Each line of the material must be repeated precisely, with the pictures left out.
begin
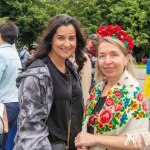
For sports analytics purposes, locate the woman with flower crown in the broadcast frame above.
[75,25,150,150]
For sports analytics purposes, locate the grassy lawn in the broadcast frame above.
[135,63,146,69]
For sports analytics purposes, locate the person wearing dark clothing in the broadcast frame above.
[14,14,86,150]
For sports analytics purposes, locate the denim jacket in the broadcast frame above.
[14,60,53,150]
[0,43,22,103]
[13,60,81,150]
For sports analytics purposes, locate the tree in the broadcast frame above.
[0,0,48,47]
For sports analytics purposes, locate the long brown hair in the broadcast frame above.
[25,14,86,72]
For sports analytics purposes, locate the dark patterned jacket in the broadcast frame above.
[14,60,53,150]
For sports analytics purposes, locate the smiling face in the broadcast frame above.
[50,24,77,60]
[98,42,128,80]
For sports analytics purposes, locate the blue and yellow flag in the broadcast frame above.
[144,58,150,98]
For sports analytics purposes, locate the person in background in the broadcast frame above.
[19,45,30,67]
[75,25,150,150]
[14,14,86,150]
[0,22,21,150]
[30,49,36,55]
[86,34,97,91]
[69,52,92,104]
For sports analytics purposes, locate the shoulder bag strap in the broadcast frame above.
[66,72,72,149]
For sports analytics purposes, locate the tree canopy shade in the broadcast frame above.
[0,0,150,45]
[0,0,49,45]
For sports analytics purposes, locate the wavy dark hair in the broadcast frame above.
[25,14,87,72]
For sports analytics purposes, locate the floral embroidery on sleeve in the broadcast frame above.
[83,82,148,134]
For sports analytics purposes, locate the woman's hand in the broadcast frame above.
[75,132,95,150]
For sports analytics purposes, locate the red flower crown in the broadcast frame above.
[90,25,134,53]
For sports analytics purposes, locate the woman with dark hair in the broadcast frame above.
[14,14,86,150]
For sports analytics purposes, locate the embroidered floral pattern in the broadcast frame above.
[83,77,148,134]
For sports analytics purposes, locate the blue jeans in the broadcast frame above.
[0,102,19,150]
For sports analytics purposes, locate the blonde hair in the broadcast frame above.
[95,37,136,82]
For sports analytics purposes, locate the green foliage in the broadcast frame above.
[0,0,150,45]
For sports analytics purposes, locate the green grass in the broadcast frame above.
[135,63,146,69]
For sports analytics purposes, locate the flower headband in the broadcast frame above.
end
**Complete output**
For sports analytics purposes, locate the woman with flower crown in the broadcast frame above.
[75,25,150,150]
For sports analytics purposes, locate the grassy lawn in the broadcast frame above.
[135,63,146,69]
For sports analytics purposes, locate the person wearing dark clothing in the broadcast frame above.
[14,14,86,150]
For sports analytics purposes, locate the denim jacket in the broadcast frame above.
[14,60,53,150]
[0,43,22,103]
[13,60,81,150]
For sports analytics purposes, locate the tree in the broadcast frame above.
[0,0,48,47]
For sports analytics purposes, locate the long brown hair in the broadcast frame above.
[25,14,86,72]
For sports analytics purposes, locate the dark patterned jacket in the broadcast frame above.
[14,60,53,150]
For sports analytics purposes, locate the smiling face in the broadcast frame above.
[50,24,77,60]
[98,42,128,80]
For sports analytics purposes, locate the blue and yellow flag in the broadcast frame above.
[144,58,150,98]
For sports analytics purposes, locate the person in background in the broadcast frame above.
[19,45,30,67]
[75,25,150,150]
[14,14,86,150]
[0,22,21,150]
[30,49,36,55]
[86,34,97,91]
[69,52,92,104]
For sports analytics purposes, locate the shoulder bag strap in the broadcast frame above.
[66,72,72,149]
For sports analytics purposes, locate the tree canopy shade in the broadcast frame above.
[0,0,150,45]
[0,0,49,45]
For sports analytics purposes, locate the wavy dark hair in the broadcast frame above.
[25,14,87,72]
For sports analytics purposes, locate the floral embroidery on sleeve in the broadcast frame above.
[83,82,148,134]
For sports analytics purposes, locate the woman's hand in the broadcast frame above.
[75,132,95,150]
For sports analytics purposes, locate the red flower crown in the broadcast frame above.
[90,25,134,53]
For sports analytics purposes, locate the woman with dark hair in the broadcast frame above.
[14,14,86,150]
For sports analytics purposes, locate the embroidered floral pattern in the broadcast frame above.
[83,77,148,134]
For sports analytics purposes, locate the blue jeans in the broadcast frame above.
[0,102,19,150]
For sports analytics purposes, locate the blonde hair in the broadcast frame above.
[95,37,136,82]
For sports analytics purposes, locate the green foliage in the broadcast frame above.
[0,0,150,45]
For sports analytics purposes, locate the green grass in the broadcast frame above.
[135,63,146,69]
For sports analytics purposes, locate the flower headband in the broadcast frame above.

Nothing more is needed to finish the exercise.